[A block of data]

********

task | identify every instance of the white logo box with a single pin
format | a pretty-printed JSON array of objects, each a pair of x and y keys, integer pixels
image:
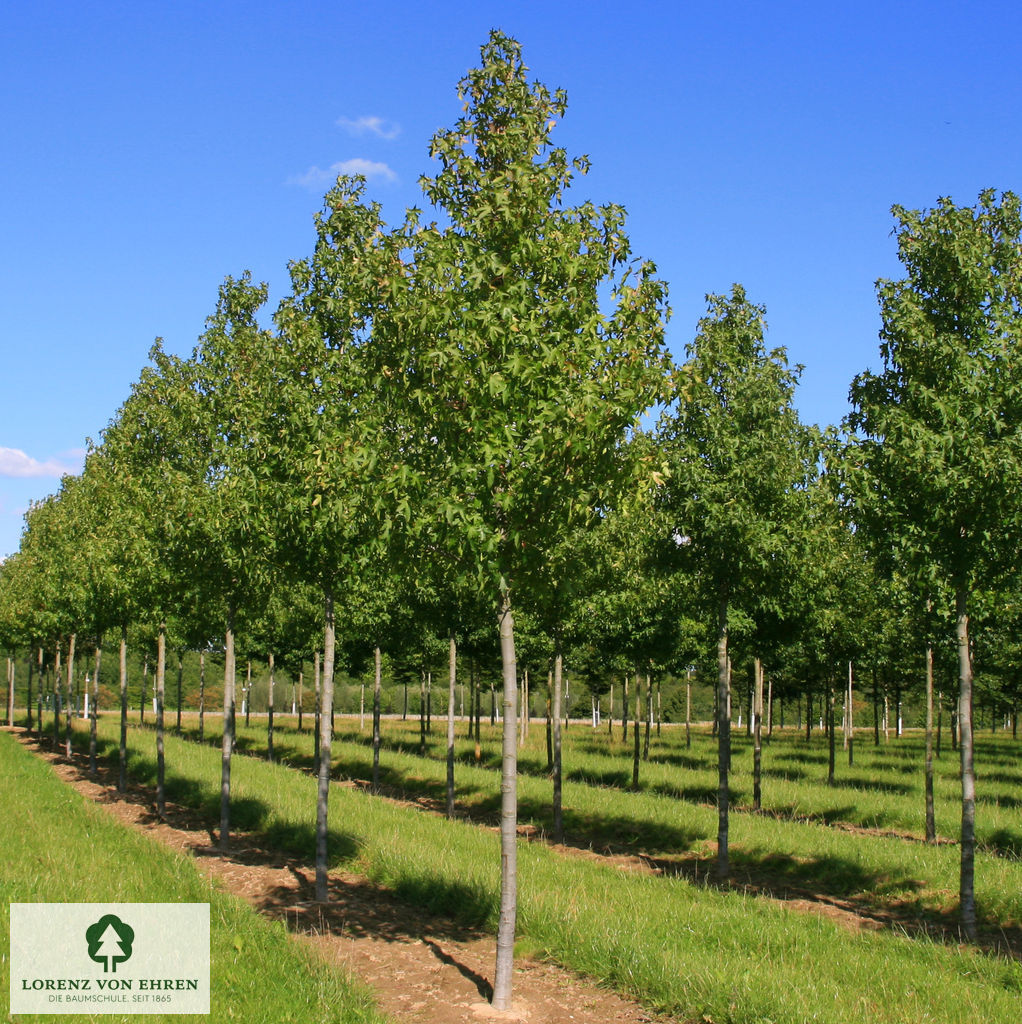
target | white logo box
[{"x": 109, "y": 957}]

********

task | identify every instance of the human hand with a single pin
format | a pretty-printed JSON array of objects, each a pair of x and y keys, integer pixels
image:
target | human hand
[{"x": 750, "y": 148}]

********

(Exercise details):
Find every line in the data above that contains the string "white", matching case exactly, and copy each of those lines in full.

(Written solution):
task | identify every instance of the white logo box with a single pin
target | white logo box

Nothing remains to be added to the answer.